▸ **Textausschnitt**:
+++

Calciumplasmaspiegel: Unter einer Behandlung mit Thiaziddiuretika und damit verwandten Arzneistoffen kann es zu einer verminderten Calciumausscheidung im Urin sowie zu einem geringfügigen, vorübergehenden Anstieg des Calciumplasmaspiegels kommen. Eine manifeste Hyperkalzämie kann auch auf dem Boden eines nicht erkannten Hyperparathyreoidismus entstanden sein.
Blutzuckerspiegel: Bei Diabetikern ist der Blutzuckerspiegel insbesondere bei gleichzeitigem Vorliegen einer Hypokaliämie engmaschig zu kontrollieren.
Harnsäurespiegel: Bei Patienten mit Hyperurikämie kann eine verstärkte Neigung zu Gichtanfällen bestehen.
Nephrologische UIAW: Thiaziddiuretika und damit verwandte Arzneistoffe sind nur bei normaler bzw. höchstens geringfügig eingeschränkter Nierenfunktion (Kreatinin-Serumspiegel < 25 mg/l bzw. < 220 µmol/l bei einem Erwachsenen) voll wirksam. Die Dosierung von Xipamid für ältere Patienten ist je nach deren Alter, Gewicht und Geschlecht entsprechend des Serumkreatininwertes anzupassen.
Hypovolämie, hervorgerufen durch Diuretika bedingten Wasser- und Natriumverlust zu Therapiebeginn, führt zu einer Verminderung der glomerulären Filtration. Dadurch kann es zu einem Anstieg des Harnstoff-Stickstoffs im Blut (BUN) und des Serumkreatinins kommen. Diese vorübergehende funktionelle Niereninsuffizienz bleibt bei Nierengesunden ohne Folgen, kann eine vorbestehende Niereninsuffizienz aber verschlechtern.

+++

[Zeilen eines Datensatzes]
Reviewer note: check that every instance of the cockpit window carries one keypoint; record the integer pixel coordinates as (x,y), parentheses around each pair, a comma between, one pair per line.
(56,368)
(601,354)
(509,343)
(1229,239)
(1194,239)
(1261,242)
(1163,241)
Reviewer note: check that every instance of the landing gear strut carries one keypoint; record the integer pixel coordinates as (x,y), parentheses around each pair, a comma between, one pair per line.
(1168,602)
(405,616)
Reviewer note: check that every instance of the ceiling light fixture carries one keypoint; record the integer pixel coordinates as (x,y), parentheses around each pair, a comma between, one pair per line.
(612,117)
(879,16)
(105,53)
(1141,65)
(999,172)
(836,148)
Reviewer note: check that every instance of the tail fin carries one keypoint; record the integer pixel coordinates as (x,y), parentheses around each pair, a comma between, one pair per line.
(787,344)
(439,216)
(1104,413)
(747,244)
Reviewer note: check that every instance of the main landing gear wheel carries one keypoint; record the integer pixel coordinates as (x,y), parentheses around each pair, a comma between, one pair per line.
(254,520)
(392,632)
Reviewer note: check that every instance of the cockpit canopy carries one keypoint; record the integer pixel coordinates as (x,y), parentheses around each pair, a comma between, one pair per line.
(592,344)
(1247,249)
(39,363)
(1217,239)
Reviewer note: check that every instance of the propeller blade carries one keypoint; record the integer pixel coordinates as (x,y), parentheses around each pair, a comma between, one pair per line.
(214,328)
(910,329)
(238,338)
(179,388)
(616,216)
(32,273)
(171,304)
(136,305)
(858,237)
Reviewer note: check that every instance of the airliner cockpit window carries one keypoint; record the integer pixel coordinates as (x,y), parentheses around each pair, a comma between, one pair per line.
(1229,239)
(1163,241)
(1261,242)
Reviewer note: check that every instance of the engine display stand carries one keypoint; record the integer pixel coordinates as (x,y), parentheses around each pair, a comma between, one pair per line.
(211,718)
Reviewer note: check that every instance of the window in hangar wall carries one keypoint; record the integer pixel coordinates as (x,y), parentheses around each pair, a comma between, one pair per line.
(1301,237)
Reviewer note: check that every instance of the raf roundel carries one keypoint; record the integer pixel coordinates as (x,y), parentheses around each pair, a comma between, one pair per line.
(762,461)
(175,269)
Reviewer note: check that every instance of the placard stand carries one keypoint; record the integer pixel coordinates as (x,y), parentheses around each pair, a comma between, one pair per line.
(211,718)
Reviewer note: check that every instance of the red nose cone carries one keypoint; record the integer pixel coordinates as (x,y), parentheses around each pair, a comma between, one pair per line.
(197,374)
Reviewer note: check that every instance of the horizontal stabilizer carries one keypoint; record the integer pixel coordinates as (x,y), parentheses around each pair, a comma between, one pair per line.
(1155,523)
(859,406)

+++

▸ **Anhand des Textes**:
**A.** Prüfe für jede der Aussagen (i) bis (iii), ob sie mit dem Textausschnitt übereinstimmt. Antworte jeweils mit Ja oder Nein und führe die entscheidenden Worte des Textausschnitts als wörtliches Zitat an.
(i) Bei Diabetikern soll der Blutzuckerspiegel engmaschig kontrolliert werden, besonders wenn zugleich eine Hypokaliämie vorliegt.
(ii) Thiaziddiuretika wirken auch bei stark eingeschränkter Nierenfunktion voll.
(iii) Die vorübergehende funktionelle Niereninsuffizienz hat bei Nierengesunden keine Folgen.
**B.** Entnimm dem Textausschnitt wörtlich die Stelle von „Calciumplasmaspiegel: Unter einer“ bis „engmaschig zu kontrollieren.“.

▸ **Lösungen**:
**A.**
(i) Ja: „Bei Diabetikern ist der Blutzuckerspiegel insbesondere bei gleichzeitigem Vorliegen einer Hypokaliämie engmaschig zu kontrollieren.“
(ii) Nein: „sind nur bei normaler bzw. höchstens geringfügig eingeschränkter Nierenfunktion (Kreatinin-Serumspiegel < 25 mg/l bzw. < 220 µmol/l bei einem Erwachsenen) voll wirksam“
(iii) Ja: „Diese vorübergehende funktionelle Niereninsuffizienz bleibt bei Nierengesunden ohne Folgen“

**B.**
Calciumplasmaspiegel: Unter einer Behandlung mit Thiaziddiuretika und damit verwandten Arzneistoffen kann es zu einer verminderten Calciumausscheidung im Urin sowie zu einem geringfügigen, vorübergehenden Anstieg des Calciumplasmaspiegels kommen. Eine manifeste Hyperkalzämie kann auch auf dem Boden eines nicht erkannten Hyperparathyreoidismus entstanden sein.
Blutzuckerspiegel: Bei Diabetikern ist der Blutzuckerspiegel insbesondere bei gleichzeitigem Vorliegen einer Hypokaliämie engmaschig zu kontrollieren.